_TAREFAS:_
1. Copie do texto sobre responsabilização escolar a passagem que começa em "Desempenho: a centralidade" e termina em "Auxiliadora Seabra Rezende.".
2. No texto sobre responsabilização escolar, quem ocupa a presidência do Conselho Nacional dos Secretários Estaduais de Educação (Consed)?

_TRECHO DO TEXTO:_
────────────────────────────────────────
Brooke enfatiza que "um sistema que cria ônus para a escola" não deve ser implantado de maneira isolada de "sistemas de apoio e capacitação" para que as escolas saibam interpretar os resultados do diagnóstico e disponham de condições para superar os problemas identificados. Os ônus mencionados por Brooke dizem respeito a?medidas administrativas ou gratificações não recebidas em consequência do não cumprimento de metas. Isso geraria um sentimento de injustiça entre os integrantes da equipe da escola, em especial num contexto em que a burocracia é tida como ineficiente, como ocorre com o serviço público brasileiro.
O professor da Faculdade de Educação da Universidade de São Paulo (USP) Romualdo Portela agrega outros argumentos à crítica: "O que se mede nas provas não é tudo que a escola tem de fazer bem", afirma. Há também, continua o educador, o perigo de se desenvolver uma "cultura de educar para o teste, que é daninha".
"Esses programas se assentam em um pé de barro importante: lembrando Einstein, nem tudo o que se mede é importante, mas nem tudo que é importante se mede", conclui Portela.
Desempenho: a centralidade da escola
Entretanto, o ponto de vista dos gestores é outro. "É verdade que não existe uma relação direta entre melhoria do desempenho dos alunos nas avaliações e remuneração, mas a escola tem o papel de assegurar o bom desempenho", afirma a presidente do Conselho Nacional dos Secretários Estaduais de Educação (Consed), Maria Auxiliadora Seabra Rezende.
É nesse contexto que as políticas de responsabilização se inserem. Mas elas devem ser implantadas de maneira isolada e precisam ser associadas a ações de valorização profissional e de formação.
────────────────────────────────────────
[Registros de um conjunto de dados]

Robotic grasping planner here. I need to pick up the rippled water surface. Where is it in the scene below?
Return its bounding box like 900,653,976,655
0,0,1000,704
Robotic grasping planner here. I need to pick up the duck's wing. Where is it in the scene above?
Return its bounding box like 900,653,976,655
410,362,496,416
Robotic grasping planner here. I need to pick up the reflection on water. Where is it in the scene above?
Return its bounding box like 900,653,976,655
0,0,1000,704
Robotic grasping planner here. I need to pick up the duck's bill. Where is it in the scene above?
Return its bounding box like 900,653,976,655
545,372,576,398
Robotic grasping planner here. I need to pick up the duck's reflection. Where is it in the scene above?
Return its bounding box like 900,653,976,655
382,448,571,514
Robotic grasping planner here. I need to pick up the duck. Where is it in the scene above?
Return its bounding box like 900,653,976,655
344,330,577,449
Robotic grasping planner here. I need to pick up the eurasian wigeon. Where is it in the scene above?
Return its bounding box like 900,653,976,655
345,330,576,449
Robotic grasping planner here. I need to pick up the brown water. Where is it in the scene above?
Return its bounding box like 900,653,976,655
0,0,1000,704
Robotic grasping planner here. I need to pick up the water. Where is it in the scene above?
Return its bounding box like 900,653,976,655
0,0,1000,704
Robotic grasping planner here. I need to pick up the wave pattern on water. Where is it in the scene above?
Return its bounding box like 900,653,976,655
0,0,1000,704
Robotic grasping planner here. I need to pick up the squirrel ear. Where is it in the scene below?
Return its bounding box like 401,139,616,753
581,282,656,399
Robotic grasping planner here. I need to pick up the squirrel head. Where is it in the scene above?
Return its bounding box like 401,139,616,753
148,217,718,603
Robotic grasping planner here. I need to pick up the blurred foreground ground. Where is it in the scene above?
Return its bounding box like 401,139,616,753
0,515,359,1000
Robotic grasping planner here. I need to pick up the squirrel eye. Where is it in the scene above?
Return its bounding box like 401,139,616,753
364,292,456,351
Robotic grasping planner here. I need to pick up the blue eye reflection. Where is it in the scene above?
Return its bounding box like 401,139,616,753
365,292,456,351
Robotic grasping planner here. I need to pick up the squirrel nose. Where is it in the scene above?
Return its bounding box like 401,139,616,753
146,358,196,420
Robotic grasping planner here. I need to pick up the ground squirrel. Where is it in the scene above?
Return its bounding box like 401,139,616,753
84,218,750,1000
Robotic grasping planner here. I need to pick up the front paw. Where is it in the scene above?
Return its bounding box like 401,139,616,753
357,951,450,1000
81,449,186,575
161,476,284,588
────────────────────────────────────────
_RESPOSTAS POR TAREFA:_
1.
Desempenho: a centralidade da escola
Entretanto, o ponto de vista dos gestores é outro. "É verdade que não existe uma relação direta entre melhoria do desempenho dos alunos nas avaliações e remuneração, mas a escola tem o papel de assegurar o bom desempenho", afirma a presidente do Conselho Nacional dos Secretários Estaduais de Educação (Consed), Maria Auxiliadora Seabra Rezende.

2. Maria Auxiliadora Seabra Rezende.